[Records to use Boundary: Start]
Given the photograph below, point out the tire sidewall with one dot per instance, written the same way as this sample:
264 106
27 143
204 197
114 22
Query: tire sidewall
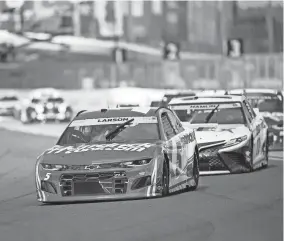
196 173
165 189
252 155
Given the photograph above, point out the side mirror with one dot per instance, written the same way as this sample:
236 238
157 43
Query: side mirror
256 110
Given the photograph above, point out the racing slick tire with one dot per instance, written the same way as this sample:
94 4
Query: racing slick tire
165 179
195 172
266 152
251 168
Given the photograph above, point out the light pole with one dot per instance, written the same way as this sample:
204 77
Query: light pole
17 6
270 27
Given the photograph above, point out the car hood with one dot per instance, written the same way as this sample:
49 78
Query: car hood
8 104
98 153
213 133
272 118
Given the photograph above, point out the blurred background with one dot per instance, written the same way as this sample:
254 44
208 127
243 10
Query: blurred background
152 44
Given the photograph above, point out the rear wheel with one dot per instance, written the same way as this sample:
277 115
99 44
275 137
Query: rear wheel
195 172
165 180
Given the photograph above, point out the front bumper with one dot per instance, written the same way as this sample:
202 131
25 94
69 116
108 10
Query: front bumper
95 185
50 116
7 111
220 159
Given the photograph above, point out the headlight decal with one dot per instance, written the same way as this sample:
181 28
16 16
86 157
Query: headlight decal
54 167
236 141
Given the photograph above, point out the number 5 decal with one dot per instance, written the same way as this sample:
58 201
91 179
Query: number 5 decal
258 146
47 176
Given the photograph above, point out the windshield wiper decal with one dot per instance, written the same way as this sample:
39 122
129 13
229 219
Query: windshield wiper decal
209 116
118 129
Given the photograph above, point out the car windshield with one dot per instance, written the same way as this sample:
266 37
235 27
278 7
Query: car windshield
266 102
55 100
8 98
110 130
169 97
220 113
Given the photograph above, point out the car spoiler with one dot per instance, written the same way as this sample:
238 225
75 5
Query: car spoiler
203 125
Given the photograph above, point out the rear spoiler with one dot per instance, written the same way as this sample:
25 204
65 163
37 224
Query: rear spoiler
196 126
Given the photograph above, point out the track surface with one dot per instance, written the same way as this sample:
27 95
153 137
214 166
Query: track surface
236 207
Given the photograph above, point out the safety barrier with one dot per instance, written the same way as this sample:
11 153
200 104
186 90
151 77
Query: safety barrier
198 72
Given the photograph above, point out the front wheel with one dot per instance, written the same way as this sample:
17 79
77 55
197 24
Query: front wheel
251 168
195 172
165 180
266 152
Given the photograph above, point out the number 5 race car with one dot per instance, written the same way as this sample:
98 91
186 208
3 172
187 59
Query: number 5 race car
117 154
231 136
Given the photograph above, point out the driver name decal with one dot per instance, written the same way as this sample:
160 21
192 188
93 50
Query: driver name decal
99 147
113 119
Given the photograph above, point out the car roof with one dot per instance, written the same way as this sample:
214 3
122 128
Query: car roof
119 112
207 99
251 91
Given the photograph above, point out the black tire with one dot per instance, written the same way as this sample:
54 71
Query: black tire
266 152
165 179
195 172
251 169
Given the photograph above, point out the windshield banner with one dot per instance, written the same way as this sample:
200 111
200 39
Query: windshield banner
114 120
206 106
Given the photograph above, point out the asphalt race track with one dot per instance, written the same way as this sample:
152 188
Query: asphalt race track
225 208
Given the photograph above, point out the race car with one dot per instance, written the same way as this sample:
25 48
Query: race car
44 105
119 154
8 102
232 137
270 104
171 94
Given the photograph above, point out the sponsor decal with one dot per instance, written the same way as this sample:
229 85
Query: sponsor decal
189 108
99 147
263 97
114 120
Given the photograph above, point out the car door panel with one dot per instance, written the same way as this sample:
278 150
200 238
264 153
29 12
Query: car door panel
256 126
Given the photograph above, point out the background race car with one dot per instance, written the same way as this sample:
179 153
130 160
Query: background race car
171 94
231 136
8 102
116 154
44 105
270 105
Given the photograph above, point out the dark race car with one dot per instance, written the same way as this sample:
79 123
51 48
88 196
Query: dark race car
169 95
8 103
270 105
42 106
231 136
117 154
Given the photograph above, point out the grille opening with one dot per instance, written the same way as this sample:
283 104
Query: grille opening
93 183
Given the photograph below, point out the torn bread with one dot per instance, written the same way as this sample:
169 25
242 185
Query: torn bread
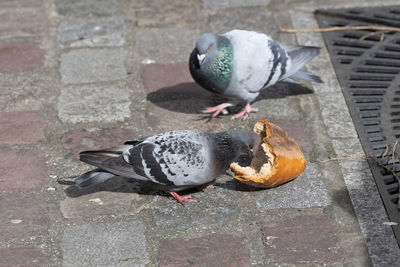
278 158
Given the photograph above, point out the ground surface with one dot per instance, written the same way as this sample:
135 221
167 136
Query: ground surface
78 75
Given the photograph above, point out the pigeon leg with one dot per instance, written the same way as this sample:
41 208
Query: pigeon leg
204 186
182 199
217 109
245 112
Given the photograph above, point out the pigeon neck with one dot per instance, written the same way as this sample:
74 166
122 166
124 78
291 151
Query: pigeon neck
215 74
226 149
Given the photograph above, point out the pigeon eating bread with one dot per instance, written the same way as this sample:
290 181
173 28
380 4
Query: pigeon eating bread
277 160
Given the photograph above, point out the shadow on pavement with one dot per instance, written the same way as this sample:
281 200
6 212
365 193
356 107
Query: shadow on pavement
191 99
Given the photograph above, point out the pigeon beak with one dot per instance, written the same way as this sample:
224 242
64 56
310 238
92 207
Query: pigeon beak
201 57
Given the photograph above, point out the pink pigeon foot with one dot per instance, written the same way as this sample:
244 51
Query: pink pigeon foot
204 186
245 112
182 199
218 109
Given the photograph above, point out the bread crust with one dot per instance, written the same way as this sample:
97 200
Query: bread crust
278 158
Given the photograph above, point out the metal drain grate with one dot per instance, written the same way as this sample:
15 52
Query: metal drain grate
368 68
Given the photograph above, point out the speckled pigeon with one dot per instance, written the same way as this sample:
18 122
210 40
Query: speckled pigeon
240 63
173 161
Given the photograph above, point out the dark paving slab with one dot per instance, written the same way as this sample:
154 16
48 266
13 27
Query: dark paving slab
94 104
16 176
78 8
80 140
97 32
233 3
211 250
99 204
172 13
105 244
23 217
215 207
26 256
21 56
22 127
302 240
94 65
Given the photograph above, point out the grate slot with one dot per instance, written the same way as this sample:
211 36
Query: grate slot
376 70
382 63
386 55
351 44
369 85
391 48
370 78
355 53
378 138
369 115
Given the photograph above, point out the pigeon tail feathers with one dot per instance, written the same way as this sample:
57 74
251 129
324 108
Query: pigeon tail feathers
93 177
300 56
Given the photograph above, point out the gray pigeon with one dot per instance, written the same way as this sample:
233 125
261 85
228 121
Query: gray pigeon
241 63
173 161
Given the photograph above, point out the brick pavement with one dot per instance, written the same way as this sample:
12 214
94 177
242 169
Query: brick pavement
88 74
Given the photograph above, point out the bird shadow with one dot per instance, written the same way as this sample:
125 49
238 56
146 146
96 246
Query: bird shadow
190 98
115 184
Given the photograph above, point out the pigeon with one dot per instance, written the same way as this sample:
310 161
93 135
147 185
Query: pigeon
[Records to use Boundary: End]
▶ _Activity_
Go through the entries and filter for lines holding the word "below"; copy each match.

▶ _Your response_
Given the photograph below, point out the tire sidewall with one dot per instance, written the same way as this sample:
Given the photograph below, point out the torn bread with one dot per instance, written the same way as this sample:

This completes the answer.